### PASSAGE PROVIDED
Northern Irish | Algerian

I identify as a non-religious, heterosexual female.  My Mum is from Northern Ireland and my Dad is from Algeria. My Mum went to work in the Alpes in France when she left school. My Dad left Algeria when he was in his early 20’s and had been living and working there when they met. I was then born in Northern Ireland but moved back to France when I was a few months old and lived there for 7 years. French was my first language so when we moved back to Belfast, I had to learn how to speak English. Unfortunately, I can’t speak French anymore and I was never taught Arabic, so I feel guilty at times, but I don’t let this stop me and communicate in any way that I can!  Normally if people ask me where I grew up, I say Belfast, as it’s my home and where I went to primary and secondary school, and it’s where all my family and friends live. 

I never noticed that I was mixed-race when I was younger, but I always struggled with my name, as it was always something kids made fun of. This was difficult as I knew I was different and didn’t want to be. I also knew that I was different when I had to have English classes when I was in primary school and not everyone had these. Growing up in Northern Ireland meant that religion was very important and knowing what religion you were was even more essential. My Dad was a Muslim and my Mum a Protestant, but I didn’t personally feel any strong religious pull. When kids used to ask me ‘what are you?’ (as in a Catholic or Protestant) I used to say I didn't know, which again wasn’t the right thing to say as everyone else seemed to have a strong identity.  

I grew up in Belfast so the culture that I experienced the most was Irish culture; however we had some rules like we weren’t allowed to eat pork or go to a Christian church as my Dad is a Muslim (although, my Irish Granny brought us to church in secret when we stayed at her house!) I didn’t know much about Algerian culture. I had visited when I was 10 years old and felt annoyed and confused that women had to stay at home while the men went out, and that women had to cover up so much more than men did. I left Algeria not really wanting to go back again. However, I returned to Algeria about 3 years ago with my brother and felt more connected to my family there and had a deeper understanding of the land, culture and religion. I felt very welcomed and loved by family members who hadn’t seen me in years, which made me feel more part of that family.  However, I’m very lucky that my Irish family has always been supportive and accepting of our diverse (and crazy) family!

I always knew that I was different from everyone else in school. I was bullied growing up about my name and I had a strong sense of not belonging anywhere, as we moved around so much. My Father experienced a lot of racism living in Ireland and was once hospitalised by a racist attack, and my brother has experienced discrimination for being a Muslim. These were tough times however, luckily, I have a multicultural family who are very open minded and supportive. On a lighter note, at times, I have had people not believe that my name is my real name and that I’ve given myself a hippy, spiritual name as I’ve travelled a lot! They see that I am White and don’t believe me! I’ve also at times had to try convincing other Algerians that I’m half as they don’t believe me either! 

When I was growing up, I moved around so much that now in my adult life, I am constantly moving and travelling. I find it hard settling in one place. However, I believe that this has allowed me to explore other cultures from around the world and I’ve made so many incredible friends from across the globe. I’m a very open-minded person and I’m very lucky that I’ve got family from around the world (my Aunt is Indian; my cousin is Polish, and my sister-in-law is Iraqi) so our family gatherings are always interesting! In relation to finding a partner, it doesn’t matter to me where they’re from, as long as they’re respectful, open-minded and amazing!
######
### DATA SUPPLIED
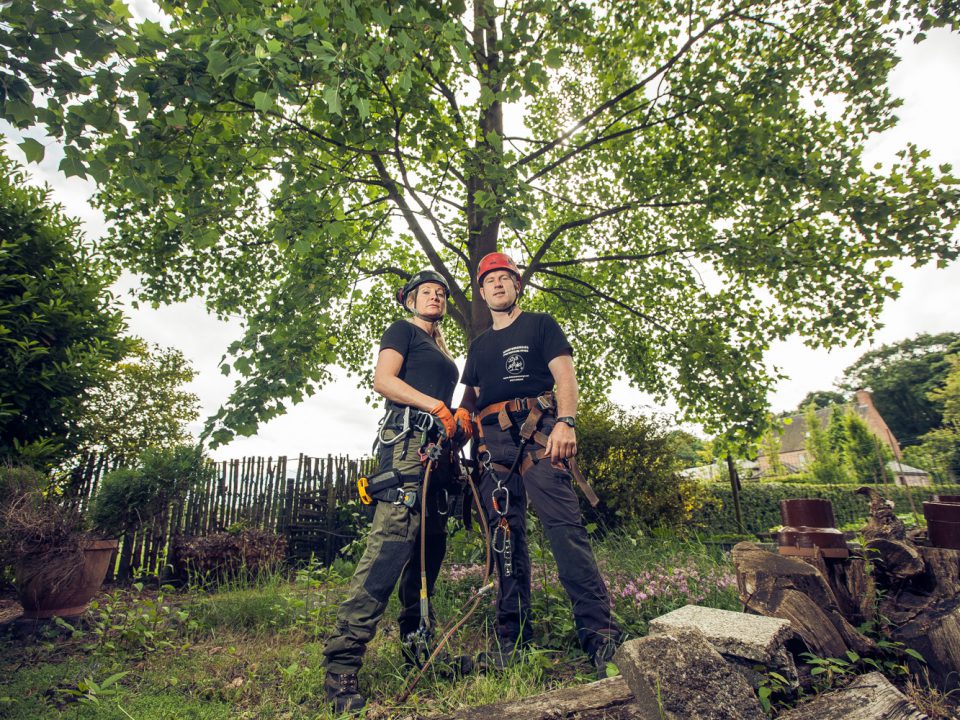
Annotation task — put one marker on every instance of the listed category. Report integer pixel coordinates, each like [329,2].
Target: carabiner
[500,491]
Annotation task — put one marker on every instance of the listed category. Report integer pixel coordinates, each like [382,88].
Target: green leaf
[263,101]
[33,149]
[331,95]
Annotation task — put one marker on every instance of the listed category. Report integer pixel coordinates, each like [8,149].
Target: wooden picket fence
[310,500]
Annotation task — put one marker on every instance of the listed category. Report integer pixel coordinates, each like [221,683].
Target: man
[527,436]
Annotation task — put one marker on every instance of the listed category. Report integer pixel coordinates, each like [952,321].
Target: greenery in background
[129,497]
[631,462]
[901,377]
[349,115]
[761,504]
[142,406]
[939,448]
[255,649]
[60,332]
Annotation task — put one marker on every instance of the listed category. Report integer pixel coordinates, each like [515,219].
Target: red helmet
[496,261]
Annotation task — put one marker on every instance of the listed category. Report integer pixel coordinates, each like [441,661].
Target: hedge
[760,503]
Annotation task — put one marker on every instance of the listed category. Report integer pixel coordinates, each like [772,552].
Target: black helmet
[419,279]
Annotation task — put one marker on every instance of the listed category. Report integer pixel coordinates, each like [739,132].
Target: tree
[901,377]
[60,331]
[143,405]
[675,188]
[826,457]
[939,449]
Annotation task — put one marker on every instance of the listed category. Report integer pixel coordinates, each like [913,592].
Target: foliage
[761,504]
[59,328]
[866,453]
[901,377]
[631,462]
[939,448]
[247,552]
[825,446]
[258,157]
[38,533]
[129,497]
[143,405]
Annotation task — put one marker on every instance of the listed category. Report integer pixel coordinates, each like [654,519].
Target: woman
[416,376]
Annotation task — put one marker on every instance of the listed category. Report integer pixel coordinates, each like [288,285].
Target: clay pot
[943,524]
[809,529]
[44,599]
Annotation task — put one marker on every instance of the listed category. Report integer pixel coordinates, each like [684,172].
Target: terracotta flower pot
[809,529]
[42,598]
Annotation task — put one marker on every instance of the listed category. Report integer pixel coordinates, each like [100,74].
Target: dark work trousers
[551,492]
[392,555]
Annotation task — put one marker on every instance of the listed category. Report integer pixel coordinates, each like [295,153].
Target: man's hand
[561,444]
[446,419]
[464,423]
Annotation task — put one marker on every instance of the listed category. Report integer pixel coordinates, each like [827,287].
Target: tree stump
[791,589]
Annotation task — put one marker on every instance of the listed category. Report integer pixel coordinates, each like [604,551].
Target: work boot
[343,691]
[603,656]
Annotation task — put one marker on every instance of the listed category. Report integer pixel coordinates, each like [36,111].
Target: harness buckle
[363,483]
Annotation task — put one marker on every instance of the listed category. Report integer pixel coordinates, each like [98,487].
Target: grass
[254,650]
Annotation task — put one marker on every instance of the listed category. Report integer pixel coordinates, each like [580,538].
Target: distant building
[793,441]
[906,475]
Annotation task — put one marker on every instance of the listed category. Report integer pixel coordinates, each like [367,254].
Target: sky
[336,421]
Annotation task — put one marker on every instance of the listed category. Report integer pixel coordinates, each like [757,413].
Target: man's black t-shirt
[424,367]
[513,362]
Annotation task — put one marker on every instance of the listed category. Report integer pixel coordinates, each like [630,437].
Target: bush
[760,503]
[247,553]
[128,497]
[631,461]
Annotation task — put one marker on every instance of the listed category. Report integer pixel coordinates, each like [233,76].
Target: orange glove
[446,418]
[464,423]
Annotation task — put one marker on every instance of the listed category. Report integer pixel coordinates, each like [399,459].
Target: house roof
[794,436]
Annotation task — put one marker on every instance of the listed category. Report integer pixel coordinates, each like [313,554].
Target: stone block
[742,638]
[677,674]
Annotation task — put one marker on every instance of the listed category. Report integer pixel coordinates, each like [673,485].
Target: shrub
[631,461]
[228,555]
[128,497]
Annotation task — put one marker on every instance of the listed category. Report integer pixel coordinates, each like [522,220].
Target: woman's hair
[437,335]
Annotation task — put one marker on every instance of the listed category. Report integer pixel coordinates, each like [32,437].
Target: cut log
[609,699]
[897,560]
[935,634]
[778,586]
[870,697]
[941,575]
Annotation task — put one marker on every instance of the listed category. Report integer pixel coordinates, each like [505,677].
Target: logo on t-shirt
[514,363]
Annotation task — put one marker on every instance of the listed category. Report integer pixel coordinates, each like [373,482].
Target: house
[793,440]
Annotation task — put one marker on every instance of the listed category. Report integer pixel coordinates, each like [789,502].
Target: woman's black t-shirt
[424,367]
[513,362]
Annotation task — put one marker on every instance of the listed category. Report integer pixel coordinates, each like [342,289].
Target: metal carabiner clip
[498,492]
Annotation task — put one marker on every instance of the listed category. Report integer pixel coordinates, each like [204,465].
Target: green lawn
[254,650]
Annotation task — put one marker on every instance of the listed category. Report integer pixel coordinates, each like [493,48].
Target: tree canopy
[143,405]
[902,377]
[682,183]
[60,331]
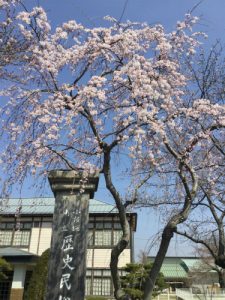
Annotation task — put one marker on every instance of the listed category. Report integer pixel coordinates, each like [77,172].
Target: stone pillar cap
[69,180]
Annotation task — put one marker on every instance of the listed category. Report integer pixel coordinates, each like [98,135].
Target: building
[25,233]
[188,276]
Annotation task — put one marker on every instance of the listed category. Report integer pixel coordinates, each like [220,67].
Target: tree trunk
######
__INSTRUCTIONS TO FOLLOW__:
Answer these from the account of growing up Northern Irish and Algerian above:
(a) For how many years did the writer live in France as a child?
(b) How old was the writer on the first visit to Algeria?
(c) What nationality is the writer's sister-in-law?

__WRITTEN RESPONSE__:
(a) 7 years
(b) 10 years old
(c) Iraqi